» **Task instructions**
Return the records below exactly, leaving nothing out.

Dataset entries:
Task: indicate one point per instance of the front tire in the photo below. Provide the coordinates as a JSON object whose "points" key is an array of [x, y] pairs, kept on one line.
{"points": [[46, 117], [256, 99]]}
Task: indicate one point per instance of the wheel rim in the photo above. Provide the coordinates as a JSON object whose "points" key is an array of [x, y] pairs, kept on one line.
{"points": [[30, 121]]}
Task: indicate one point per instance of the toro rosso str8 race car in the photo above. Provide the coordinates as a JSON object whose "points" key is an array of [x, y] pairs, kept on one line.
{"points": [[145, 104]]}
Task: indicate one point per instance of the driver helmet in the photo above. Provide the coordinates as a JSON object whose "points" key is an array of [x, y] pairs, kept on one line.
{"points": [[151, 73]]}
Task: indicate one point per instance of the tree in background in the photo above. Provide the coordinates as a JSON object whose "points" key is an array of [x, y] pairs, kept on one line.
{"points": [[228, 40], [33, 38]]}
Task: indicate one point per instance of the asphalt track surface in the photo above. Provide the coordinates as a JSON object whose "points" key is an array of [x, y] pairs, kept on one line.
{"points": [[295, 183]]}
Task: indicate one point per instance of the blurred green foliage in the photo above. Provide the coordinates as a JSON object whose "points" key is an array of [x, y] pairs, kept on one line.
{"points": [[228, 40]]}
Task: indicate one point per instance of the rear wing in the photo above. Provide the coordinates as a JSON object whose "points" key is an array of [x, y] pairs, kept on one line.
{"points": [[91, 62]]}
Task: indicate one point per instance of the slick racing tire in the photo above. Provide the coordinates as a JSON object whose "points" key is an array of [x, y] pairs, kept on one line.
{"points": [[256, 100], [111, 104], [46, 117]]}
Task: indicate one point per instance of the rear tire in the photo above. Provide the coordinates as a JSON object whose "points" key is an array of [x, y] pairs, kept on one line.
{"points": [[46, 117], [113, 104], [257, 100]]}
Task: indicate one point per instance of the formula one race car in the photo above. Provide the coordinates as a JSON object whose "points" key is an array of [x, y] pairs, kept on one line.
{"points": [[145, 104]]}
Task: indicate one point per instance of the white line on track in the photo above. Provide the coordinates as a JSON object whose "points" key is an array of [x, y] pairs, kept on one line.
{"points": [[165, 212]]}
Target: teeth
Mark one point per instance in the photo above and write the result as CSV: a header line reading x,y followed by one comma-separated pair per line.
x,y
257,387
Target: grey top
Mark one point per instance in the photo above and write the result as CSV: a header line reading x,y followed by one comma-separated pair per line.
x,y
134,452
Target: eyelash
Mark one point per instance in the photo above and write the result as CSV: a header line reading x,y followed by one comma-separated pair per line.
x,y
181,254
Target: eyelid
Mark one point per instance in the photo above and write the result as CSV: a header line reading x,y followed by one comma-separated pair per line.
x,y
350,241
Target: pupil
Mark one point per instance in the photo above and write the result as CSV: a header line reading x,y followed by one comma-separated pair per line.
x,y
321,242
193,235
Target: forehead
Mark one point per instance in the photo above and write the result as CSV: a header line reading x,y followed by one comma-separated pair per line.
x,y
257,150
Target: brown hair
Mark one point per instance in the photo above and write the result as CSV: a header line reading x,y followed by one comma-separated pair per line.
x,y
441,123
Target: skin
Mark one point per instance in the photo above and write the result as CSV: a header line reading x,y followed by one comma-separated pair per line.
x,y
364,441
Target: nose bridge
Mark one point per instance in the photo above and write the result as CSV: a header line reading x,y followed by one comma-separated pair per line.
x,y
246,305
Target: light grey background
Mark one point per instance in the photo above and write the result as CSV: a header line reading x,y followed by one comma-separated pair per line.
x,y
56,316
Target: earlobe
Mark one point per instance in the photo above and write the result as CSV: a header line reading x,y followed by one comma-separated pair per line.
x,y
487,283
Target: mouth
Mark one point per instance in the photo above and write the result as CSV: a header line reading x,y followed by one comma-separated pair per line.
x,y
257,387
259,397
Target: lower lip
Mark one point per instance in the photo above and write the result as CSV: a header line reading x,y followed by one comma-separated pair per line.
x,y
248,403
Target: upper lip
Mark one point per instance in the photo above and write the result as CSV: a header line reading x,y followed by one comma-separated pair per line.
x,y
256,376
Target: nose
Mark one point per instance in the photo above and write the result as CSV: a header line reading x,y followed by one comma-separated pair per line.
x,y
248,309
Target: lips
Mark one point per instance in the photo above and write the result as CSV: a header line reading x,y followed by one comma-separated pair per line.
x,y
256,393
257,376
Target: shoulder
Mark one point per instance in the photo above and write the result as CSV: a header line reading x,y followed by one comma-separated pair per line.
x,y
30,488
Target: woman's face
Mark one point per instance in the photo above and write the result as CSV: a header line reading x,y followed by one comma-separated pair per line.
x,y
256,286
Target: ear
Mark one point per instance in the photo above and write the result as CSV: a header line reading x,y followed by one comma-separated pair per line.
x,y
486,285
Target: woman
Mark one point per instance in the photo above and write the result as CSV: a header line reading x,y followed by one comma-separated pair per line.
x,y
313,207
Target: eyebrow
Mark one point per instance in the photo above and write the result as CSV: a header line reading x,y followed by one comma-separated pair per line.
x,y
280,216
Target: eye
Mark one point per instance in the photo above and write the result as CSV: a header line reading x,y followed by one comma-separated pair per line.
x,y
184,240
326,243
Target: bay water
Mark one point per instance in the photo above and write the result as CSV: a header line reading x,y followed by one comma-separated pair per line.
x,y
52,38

» **Response**
Task: indicate one point per instance of the front tire in the photo below. Provide the coordinates as a JSON object whose "points" key is an array of [x, y] pairs, kept on one line.
{"points": [[46, 117], [256, 99]]}
Task: indicate one point per instance of the wheel rim in the photo above. Provide the coordinates as a JSON object whose "points" key is an array of [x, y] pairs, kept on one line.
{"points": [[30, 121]]}
Task: indicate one point per instance of the toro rosso str8 race car in the photo above. Provide the coordinates as a JSON object whose "points" key is an array of [x, y] pairs, kept on one line.
{"points": [[145, 104]]}
Task: indicate one point per instance of the driver helmet in the photo above. Provide the coordinates as a JSON object whose "points" key is an array of [x, y] pairs, kept on one line.
{"points": [[151, 73]]}
Task: indicate one point per instance of the tree in background in the photo above. Provide the coordinates as a JSON object whose "points" key is an array of [x, y] pairs, kept on one line.
{"points": [[228, 40], [33, 38]]}
Task: indicate one point per instance of the asphalt track surface in the photo above. Provide the coordinates as a JSON object whose "points" key is an array of [x, y] pairs, kept on one line.
{"points": [[295, 183]]}
Task: indicate one point per instance of the blurred green foliage in the photo above. Provide the coordinates as a JSON object whose "points" key is an array of [x, y] pairs, kept on one line.
{"points": [[228, 40]]}
Task: indicate one point per instance of the rear wing in the photo above. Provide the coordinates as a JSON object whose "points" key is an array of [x, y] pairs, kept on one line.
{"points": [[91, 62]]}
Task: indicate one point per instance of the slick racing tire in the photo above. Provide the coordinates as a JSON object whose "points" key is an array of [x, y] pairs, kept on one line.
{"points": [[256, 100], [111, 104], [46, 117]]}
Task: indicate one point per instance of the rear tire in the photo above. Provide the coordinates as a JSON object whose "points" key is an array of [x, y] pairs, kept on one line.
{"points": [[46, 117], [113, 104], [257, 100]]}
Task: indicate one point per instance of the formula one race car in the photo above. Provide the coordinates as a JSON object whose "points" key is an array of [x, y] pairs, kept on one line.
{"points": [[145, 104]]}
Task: indicate one point per instance of the white line on track in the photo above. Provide the coordinates as a JSON object whose "points" key is an array of [x, y] pairs, kept on one line.
{"points": [[165, 212]]}
Target: teeth
Mark one point per instance in the photo above and write the result as CSV: a header line reading x,y followed by one comma-separated pair per line.
x,y
257,387
Target: grey top
Mark one point per instance in the photo above and write the result as CSV: a header line reading x,y followed by one comma-separated pair per line.
x,y
134,452
Target: eyelash
Mark one point per instance in the photo above and write the result as CSV: a header line reading x,y followed by one comma-separated pair per line.
x,y
181,254
Target: eyelid
Mark one point per instance in the photo above and write the result as CSV: a header line reading x,y followed by one comma-separated pair per line.
x,y
350,241
Target: pupil
Mark one point per instance in the photo above and write the result as CSV: a header line reading x,y followed by one comma-separated pair per line.
x,y
321,242
193,235
Target: forehead
Mark one point per instance in the photo above and write the result as CSV: a header line reading x,y followed by one comma-separated pair per line.
x,y
257,150
Target: brown hair
Mark one point per instance in the photo above and write the result as CSV: a header line reading x,y followed by one comma-separated pair per line.
x,y
441,123
Target: skin
Mark one point per instance in the photo above and write the result as CSV: a header line reading x,y followed by one comma-separated pair per line.
x,y
364,441
Target: nose bridge
Mark one point per instance in the photo above and write the result as CSV: a header line reading x,y followed by one comma-separated pair per line.
x,y
246,305
Target: light grey background
Mark one point per instance in the photo above and write the result as CSV: a header line reading x,y followed by one comma-separated pair per line.
x,y
56,316
Target: earlobe
Mark one point per instance in the photo above and write the result as CSV: a header line reading x,y followed by one comma-separated pair per line.
x,y
487,283
Target: mouth
Mark one point per instance in the photo above and write the result as CSV: a header line reading x,y followed by one comma-separated pair per line.
x,y
257,387
259,397
Target: lower lip
Mark one point per instance in the photo above and write the result as CSV: a header line reading x,y followed by one comma-separated pair per line.
x,y
248,403
Target: upper lip
Mark one point per instance in the photo above and write the result as CSV: a header line reading x,y followed by one comma-separated pair per line.
x,y
256,376
Target: nose
Mark one point per instance in the photo above and write the result as CSV: a header line reading x,y followed by one comma-separated pair per line.
x,y
248,309
Target: lips
Mark one point per instance in the photo above and write the result as CSV: a header line reading x,y followed by one comma-separated pair per line.
x,y
256,393
257,376
Target: shoulder
Mark one point per instance in the photo above and write the result as CSV: a header line reading x,y followed by one comma-separated pair per line.
x,y
30,488
Target: woman's face
Mark one point per instance in the photo above and write the result as CSV: a header line reading x,y followed by one comma-separated pair per line.
x,y
256,286
Target: ear
Mark one point per instance in the photo above and write the result as CSV: a header line reading x,y followed by one comma-separated pair per line.
x,y
486,285
Target: woman
Mark one point per instance in the photo above and write the result as CSV: a header line reading x,y followed by one comma-separated pair per line.
x,y
313,207
Target: eyebrow
Mark one point per instance in the photo above and write the result as CSV: a header line reading x,y followed by one comma-separated pair per line.
x,y
280,216
Target: eye
Mark one point per instance in the photo above and write the result as CSV: a header line reading x,y followed by one comma-separated pair per line.
x,y
184,240
326,243
Target: bay water
Mark one point per instance in the photo above and write the result as CSV: a header line reading x,y followed by one comma-separated pair per line.
x,y
52,38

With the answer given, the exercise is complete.